[Gespeicherte Daten]
######
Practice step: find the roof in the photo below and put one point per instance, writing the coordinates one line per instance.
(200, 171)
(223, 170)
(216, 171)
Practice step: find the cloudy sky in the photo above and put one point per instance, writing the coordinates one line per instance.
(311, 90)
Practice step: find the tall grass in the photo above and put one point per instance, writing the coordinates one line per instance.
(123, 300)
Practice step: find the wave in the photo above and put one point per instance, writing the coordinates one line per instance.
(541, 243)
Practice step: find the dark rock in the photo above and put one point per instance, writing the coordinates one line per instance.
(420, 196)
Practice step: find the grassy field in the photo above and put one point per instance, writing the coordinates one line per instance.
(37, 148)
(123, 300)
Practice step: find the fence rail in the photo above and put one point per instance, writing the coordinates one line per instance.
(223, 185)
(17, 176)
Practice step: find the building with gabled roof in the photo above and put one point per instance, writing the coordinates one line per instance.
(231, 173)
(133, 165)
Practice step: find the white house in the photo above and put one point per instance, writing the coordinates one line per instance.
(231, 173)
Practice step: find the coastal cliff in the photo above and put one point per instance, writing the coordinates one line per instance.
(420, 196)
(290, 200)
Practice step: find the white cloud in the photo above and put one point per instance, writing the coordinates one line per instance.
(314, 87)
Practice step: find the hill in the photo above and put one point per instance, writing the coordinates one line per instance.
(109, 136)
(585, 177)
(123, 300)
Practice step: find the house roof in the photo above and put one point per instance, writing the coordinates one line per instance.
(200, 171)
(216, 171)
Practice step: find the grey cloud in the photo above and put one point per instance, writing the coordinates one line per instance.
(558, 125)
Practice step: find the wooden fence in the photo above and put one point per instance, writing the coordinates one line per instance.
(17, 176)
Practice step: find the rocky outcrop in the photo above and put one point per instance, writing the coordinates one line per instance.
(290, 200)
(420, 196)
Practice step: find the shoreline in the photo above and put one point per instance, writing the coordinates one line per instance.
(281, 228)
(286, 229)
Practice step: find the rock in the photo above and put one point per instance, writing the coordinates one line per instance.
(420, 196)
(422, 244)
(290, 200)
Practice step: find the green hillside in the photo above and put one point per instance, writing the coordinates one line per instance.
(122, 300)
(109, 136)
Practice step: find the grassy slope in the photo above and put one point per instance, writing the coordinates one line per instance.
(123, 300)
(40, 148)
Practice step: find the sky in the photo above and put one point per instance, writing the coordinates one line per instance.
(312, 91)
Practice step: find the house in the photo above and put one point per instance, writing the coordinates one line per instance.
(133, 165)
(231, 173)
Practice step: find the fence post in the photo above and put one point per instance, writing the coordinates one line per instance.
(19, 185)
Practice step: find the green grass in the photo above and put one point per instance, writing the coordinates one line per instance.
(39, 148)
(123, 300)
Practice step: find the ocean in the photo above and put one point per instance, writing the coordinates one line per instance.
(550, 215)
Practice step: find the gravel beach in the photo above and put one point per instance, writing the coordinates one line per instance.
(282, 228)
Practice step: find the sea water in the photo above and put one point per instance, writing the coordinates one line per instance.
######
ARBEITSAUFTRAG:
Schreiben Sie sämtliche Zeilen oben vollständig und ohne jede Änderung ab.

LÖSUNG:
Practice step: find the roof in the photo below and put one point per instance, writing the coordinates one line per instance.
(200, 171)
(223, 170)
(216, 171)
Practice step: find the cloudy sky in the photo above and put one point per instance, writing the coordinates one line per instance.
(311, 90)
Practice step: find the tall grass in the photo above and put one point per instance, writing the coordinates one line per instance.
(123, 300)
Practice step: find the wave in the photo above and put one point per instance, writing the coordinates one line per instance.
(541, 243)
Practice step: find the dark rock in the photo above and put one point per instance, writing the coordinates one line per instance.
(420, 196)
Practice step: find the grassy field in the photo above and put one point per instance, writing the coordinates one line per instance.
(37, 148)
(123, 300)
Practice step: find the fence rail in the photo above and put one point per instance, writing the coordinates one line per instance.
(223, 185)
(17, 176)
Practice step: find the building with gabled roof in the photo above and put one point per instance, writing the coordinates one line per instance.
(231, 173)
(133, 165)
Practice step: find the white house in the photo above and put one point per instance, writing the coordinates one line per instance.
(231, 173)
Practice step: find the coastal cliff in the photo above and put one point per instance, writing the coordinates one line per instance.
(420, 196)
(290, 200)
Practice step: find the white cloud in the photo above and put one point per instance, writing the coordinates one line per instance.
(314, 87)
Practice step: find the hill in the photo above and put one point per instance, writing the coordinates one line per instance.
(109, 136)
(585, 177)
(123, 300)
Practice step: find the house roof in the photo above and put one point per instance, writing the coordinates one line per instance.
(200, 171)
(216, 171)
Practice step: find the grey cloud in the photo above and put one point per instance, writing the coordinates one line per instance.
(558, 125)
Practice step: find the wooden fence in the photo above and put one point per instance, writing the coordinates one line per instance.
(17, 176)
Practice step: find the rocky outcrop in the photo above and put one point per instance, writing the coordinates one line per instance.
(290, 200)
(420, 196)
Practice step: find the shoreline in the photo above and put one point per instance, writing the coordinates one line per instance.
(281, 228)
(286, 229)
Practice step: find the rock in the photo above and put one point per instance, writing the coordinates one line per instance.
(420, 196)
(422, 244)
(290, 200)
Practice step: find the green hillside in the photo above and put one point per instance, writing the coordinates one line per instance.
(122, 300)
(109, 136)
Practice step: find the grassy slope in the photo above and put one point per instance, writing the coordinates one line per instance.
(123, 300)
(40, 148)
Practice step: find the sky in the photo above and put one point per instance, writing the coordinates one line per instance.
(312, 91)
Practice step: find the house in the photo above and put one point per instance, writing the coordinates one line per instance.
(133, 165)
(231, 173)
Practice step: find the fence post in the photo above and put one point per instance, writing the coordinates one line per instance.
(19, 185)
Practice step: find the green grass in the photo above and put one point per instance, writing the coordinates one line per instance.
(39, 148)
(123, 300)
Practice step: find the ocean in the photo above and put one point per instance, writing the coordinates one line per instance.
(550, 215)
Practice step: find the gravel beach in the photo above and put one point per instance, writing the coordinates one line per instance.
(282, 228)
Practice step: find the sea water in the photo above and put one point per instance, writing the coordinates one line per instance.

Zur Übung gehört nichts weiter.